**Your task:**
Would you return the data exactly as given, except for its pictures?

**Extracted records:**
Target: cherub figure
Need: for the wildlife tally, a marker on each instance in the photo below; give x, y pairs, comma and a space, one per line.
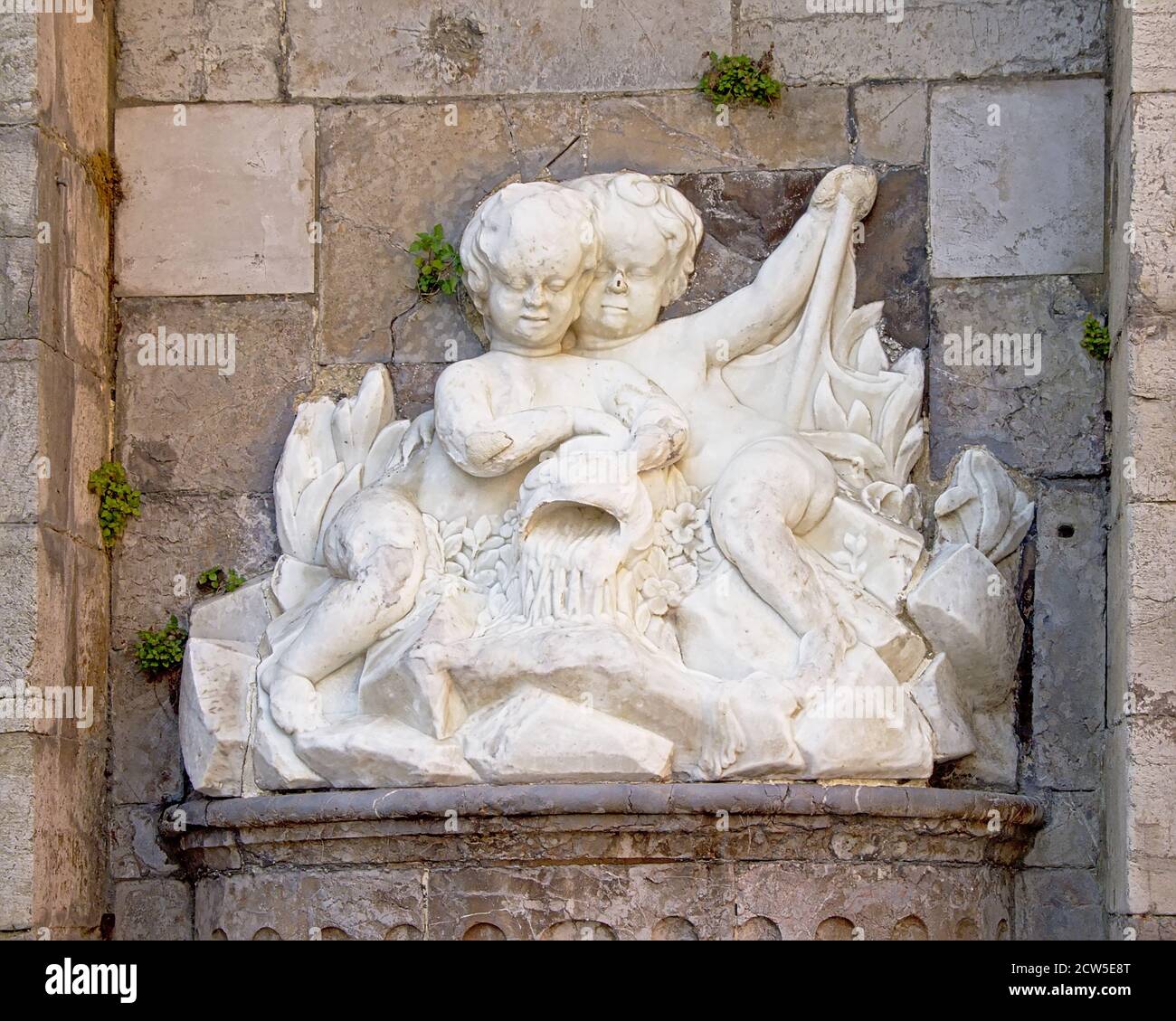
768, 487
528, 255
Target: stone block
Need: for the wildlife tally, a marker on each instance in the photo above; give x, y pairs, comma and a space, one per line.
246, 175
686, 900
73, 77
434, 331
360, 903
892, 262
1152, 206
152, 910
682, 134
160, 554
19, 430
1046, 423
1023, 195
1058, 903
814, 43
199, 52
415, 48
136, 848
18, 58
16, 800
183, 427
20, 552
1069, 637
890, 122
18, 169
1073, 832
19, 316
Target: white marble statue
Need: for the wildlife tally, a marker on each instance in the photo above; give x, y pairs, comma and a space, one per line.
620, 548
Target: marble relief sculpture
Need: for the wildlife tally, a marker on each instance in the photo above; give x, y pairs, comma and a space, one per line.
621, 548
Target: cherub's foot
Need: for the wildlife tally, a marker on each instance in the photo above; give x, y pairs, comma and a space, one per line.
294, 704
722, 738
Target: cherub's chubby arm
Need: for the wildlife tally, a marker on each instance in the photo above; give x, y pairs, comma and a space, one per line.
658, 427
755, 314
483, 444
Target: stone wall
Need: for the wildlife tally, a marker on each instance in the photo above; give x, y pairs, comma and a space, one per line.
279, 157
55, 376
1141, 759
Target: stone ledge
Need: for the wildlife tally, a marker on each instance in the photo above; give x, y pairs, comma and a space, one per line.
612, 799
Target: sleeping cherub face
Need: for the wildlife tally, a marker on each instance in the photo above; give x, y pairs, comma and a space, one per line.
628, 289
536, 280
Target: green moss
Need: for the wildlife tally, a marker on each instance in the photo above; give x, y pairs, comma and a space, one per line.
438, 262
161, 649
1095, 337
118, 500
739, 80
219, 580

**Written answer:**
Target: cherub figure
Need: for the wildlife tally, a marker on each instance in the photo below; give x, y pairs, comma and a space, one per line.
768, 487
528, 255
Target: stone block
Need: for the wildlife tally, a marker on each instance in the photo above; give x, y pairs, comma and a space, one per line.
246, 175
686, 900
73, 77
434, 331
360, 903
892, 262
1152, 206
152, 910
682, 134
160, 554
19, 430
1046, 423
1023, 195
1058, 903
814, 43
199, 52
415, 48
136, 848
18, 58
16, 800
183, 427
20, 552
1069, 637
890, 122
18, 169
1073, 832
19, 316
Target: white marble statue
Need: for the wildlife tally, a marker on each instance in the photo above; give x, y pairs, comma and a space, one per line.
620, 548
Target: marble relief sculpture
Need: for the wildlife tally, a marker on each instance in the photo above; give x, y pairs, comma and a space, one per line.
621, 548
Target: cherub's foot
Need: for the wildlife tally, a marker on each instance in the photo above; give x, y pairs, comma and a space, one per line.
294, 704
722, 738
Target: cherub's chubby arm
Need: for the wildlife tally, a marker on each instance in the photo above; give x, y pairs, comma and a space, one per line.
658, 427
755, 314
483, 444
Target: stone wall
Need: for the wildlife tally, a marker on each instance in the photo above; give x, y pairs, comma and a space, one per line.
279, 157
55, 376
1141, 759
Target: stone ledge
Need: for the wildlife tally, a marker on each instance in the photo above; give x, y pairs, comma and a space, one per line.
612, 799
Target: sleeping cherub face
Need: for the wildlife tally, a marker on each instance in the photo above; give x, y pairs, comma and a space, one per line.
628, 289
536, 280
Target: green moss
Need: for the wildlife tally, a marker on each instance in the photo above; give x, y pairs, comma and a space, one per line.
438, 262
161, 649
1095, 337
118, 500
739, 80
219, 580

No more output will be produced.